Entries for pointing at named objects:
begin
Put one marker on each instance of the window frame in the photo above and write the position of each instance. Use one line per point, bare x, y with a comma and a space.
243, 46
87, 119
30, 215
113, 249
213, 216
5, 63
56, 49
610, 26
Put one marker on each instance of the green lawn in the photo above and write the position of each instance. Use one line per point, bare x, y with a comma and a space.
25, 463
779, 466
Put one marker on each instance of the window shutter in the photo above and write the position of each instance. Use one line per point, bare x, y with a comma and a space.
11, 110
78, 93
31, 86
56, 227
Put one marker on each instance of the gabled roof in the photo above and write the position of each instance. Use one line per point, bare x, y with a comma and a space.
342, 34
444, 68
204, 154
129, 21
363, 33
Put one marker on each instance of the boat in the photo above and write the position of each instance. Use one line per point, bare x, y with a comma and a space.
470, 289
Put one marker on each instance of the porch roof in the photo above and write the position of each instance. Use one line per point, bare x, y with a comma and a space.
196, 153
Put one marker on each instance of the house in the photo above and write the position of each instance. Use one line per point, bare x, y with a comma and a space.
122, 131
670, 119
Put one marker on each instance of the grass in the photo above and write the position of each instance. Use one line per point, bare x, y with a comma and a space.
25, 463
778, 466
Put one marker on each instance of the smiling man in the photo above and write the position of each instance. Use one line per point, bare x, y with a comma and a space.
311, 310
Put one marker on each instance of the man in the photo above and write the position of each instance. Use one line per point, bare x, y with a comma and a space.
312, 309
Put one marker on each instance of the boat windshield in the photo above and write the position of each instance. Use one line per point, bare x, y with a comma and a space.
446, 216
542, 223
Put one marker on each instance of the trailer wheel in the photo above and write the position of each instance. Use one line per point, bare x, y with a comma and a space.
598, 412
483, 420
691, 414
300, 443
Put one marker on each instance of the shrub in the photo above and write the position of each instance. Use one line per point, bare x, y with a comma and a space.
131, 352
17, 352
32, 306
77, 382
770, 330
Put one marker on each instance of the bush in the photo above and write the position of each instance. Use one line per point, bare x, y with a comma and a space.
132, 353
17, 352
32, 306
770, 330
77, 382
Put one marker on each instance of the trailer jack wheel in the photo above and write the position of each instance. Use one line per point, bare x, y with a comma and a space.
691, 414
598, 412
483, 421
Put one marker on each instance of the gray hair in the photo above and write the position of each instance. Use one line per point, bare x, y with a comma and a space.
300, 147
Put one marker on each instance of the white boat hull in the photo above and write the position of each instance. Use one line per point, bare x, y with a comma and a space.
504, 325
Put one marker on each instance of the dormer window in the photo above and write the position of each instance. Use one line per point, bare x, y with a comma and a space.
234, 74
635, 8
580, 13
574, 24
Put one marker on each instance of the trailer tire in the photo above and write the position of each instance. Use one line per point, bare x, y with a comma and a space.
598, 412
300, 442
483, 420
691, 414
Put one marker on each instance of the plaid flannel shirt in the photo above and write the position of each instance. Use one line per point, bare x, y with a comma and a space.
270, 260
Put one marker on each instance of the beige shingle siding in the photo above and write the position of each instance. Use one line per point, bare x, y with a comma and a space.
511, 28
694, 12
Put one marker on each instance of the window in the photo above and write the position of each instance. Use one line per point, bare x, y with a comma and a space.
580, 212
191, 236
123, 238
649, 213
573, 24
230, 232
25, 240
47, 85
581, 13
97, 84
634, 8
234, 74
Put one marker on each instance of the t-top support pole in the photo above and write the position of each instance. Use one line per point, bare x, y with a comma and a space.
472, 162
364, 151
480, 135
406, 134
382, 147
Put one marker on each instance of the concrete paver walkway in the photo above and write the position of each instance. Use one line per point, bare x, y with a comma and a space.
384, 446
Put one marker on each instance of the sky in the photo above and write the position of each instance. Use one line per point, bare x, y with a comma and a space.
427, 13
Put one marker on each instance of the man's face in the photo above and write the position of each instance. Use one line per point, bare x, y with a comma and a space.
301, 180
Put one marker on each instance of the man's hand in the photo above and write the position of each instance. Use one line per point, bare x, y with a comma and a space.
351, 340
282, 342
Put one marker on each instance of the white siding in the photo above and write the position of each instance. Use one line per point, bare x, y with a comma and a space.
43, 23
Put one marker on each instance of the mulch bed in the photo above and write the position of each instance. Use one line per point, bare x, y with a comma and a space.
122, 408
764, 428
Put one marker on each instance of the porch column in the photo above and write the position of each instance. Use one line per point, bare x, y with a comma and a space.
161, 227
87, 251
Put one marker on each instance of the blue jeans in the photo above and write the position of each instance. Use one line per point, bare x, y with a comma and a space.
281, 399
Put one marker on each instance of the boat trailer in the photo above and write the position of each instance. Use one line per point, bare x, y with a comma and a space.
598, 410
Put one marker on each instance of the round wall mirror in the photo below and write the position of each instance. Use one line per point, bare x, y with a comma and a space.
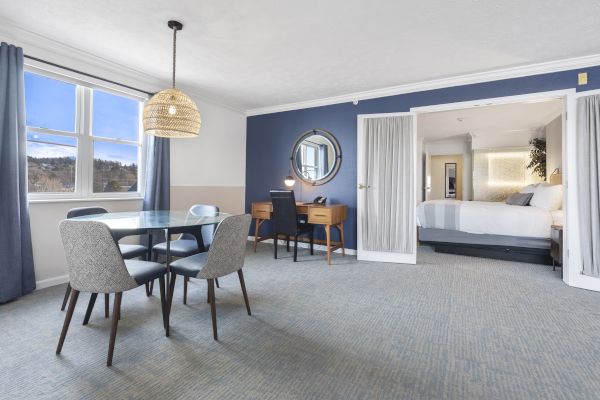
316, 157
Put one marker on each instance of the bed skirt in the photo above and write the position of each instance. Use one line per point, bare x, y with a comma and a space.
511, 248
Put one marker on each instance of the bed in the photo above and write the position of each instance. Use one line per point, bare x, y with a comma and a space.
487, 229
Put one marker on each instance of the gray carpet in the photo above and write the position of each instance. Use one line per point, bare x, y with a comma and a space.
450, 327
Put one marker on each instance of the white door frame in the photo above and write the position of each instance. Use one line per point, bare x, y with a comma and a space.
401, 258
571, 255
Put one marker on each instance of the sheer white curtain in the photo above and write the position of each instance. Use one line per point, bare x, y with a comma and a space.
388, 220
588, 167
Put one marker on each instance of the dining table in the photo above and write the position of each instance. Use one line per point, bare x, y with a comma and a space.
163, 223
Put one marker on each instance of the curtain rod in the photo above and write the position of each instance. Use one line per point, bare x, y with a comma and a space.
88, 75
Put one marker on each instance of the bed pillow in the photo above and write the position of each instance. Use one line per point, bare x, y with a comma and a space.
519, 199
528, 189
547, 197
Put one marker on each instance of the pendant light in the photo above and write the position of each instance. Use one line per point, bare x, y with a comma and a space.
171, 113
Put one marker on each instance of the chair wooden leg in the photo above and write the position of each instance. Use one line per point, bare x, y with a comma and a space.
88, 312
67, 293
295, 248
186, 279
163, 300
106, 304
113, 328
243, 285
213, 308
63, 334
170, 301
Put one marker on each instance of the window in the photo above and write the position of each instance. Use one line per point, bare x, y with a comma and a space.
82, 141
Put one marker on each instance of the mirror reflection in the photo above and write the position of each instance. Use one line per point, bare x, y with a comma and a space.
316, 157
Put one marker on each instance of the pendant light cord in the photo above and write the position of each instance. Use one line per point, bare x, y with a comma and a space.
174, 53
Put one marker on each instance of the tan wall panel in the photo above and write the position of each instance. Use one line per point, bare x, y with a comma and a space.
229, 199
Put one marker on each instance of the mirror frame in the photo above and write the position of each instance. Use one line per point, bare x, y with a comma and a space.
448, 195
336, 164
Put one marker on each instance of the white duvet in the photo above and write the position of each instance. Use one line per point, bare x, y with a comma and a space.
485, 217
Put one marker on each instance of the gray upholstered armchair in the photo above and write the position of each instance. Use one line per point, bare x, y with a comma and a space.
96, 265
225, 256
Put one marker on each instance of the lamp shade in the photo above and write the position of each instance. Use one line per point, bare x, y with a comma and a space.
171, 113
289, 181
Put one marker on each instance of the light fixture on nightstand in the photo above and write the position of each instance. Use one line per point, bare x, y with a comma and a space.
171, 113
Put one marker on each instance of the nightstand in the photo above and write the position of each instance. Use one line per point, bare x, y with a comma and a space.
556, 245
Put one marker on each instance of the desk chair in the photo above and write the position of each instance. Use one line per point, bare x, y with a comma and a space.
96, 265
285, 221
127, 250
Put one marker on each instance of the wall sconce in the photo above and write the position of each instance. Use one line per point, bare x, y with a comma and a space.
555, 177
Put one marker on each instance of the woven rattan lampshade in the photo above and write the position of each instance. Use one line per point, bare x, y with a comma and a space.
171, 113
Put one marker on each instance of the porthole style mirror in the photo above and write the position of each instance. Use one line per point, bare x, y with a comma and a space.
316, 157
end
begin
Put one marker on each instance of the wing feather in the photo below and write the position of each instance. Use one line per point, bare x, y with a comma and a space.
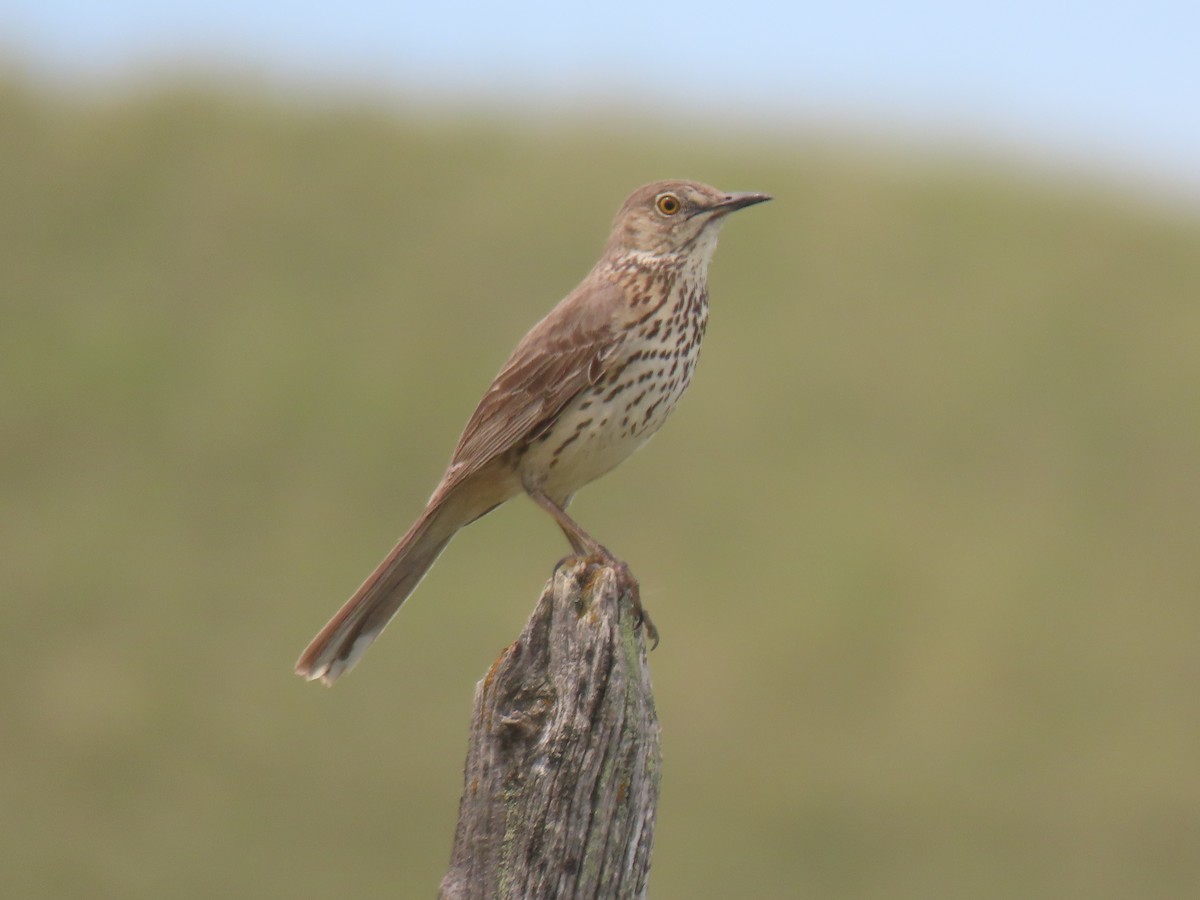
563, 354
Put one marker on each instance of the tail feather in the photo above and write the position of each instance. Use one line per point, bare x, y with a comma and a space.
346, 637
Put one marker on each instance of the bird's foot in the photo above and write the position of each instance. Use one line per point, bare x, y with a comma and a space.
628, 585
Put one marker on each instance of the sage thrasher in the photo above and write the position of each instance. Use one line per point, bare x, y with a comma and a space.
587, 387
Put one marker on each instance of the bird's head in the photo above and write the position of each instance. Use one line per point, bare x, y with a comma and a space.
end
TASK TO COMPLETE | Copy out, unchanged, the lines of the entries from the line with "Put one marker on each instance of the bird's foot" up to and including the line with "Put one marker on each instance of the bird's head".

FINISHED TASK |
Put one marker on each instance of the bird's foot in the photo above and write the position of each instance. Use one line per point, bare x, y with a comma and a space.
628, 585
Put one marker on each instance of the sage thrasher in the photo above and write the position of each instance. Use one line per point, bare x, y with a comma and a space.
587, 387
Put one marker on each instance of the bird's head in the photo above and write the position of each instance. Use one line per point, bare x, y with a comma and a space.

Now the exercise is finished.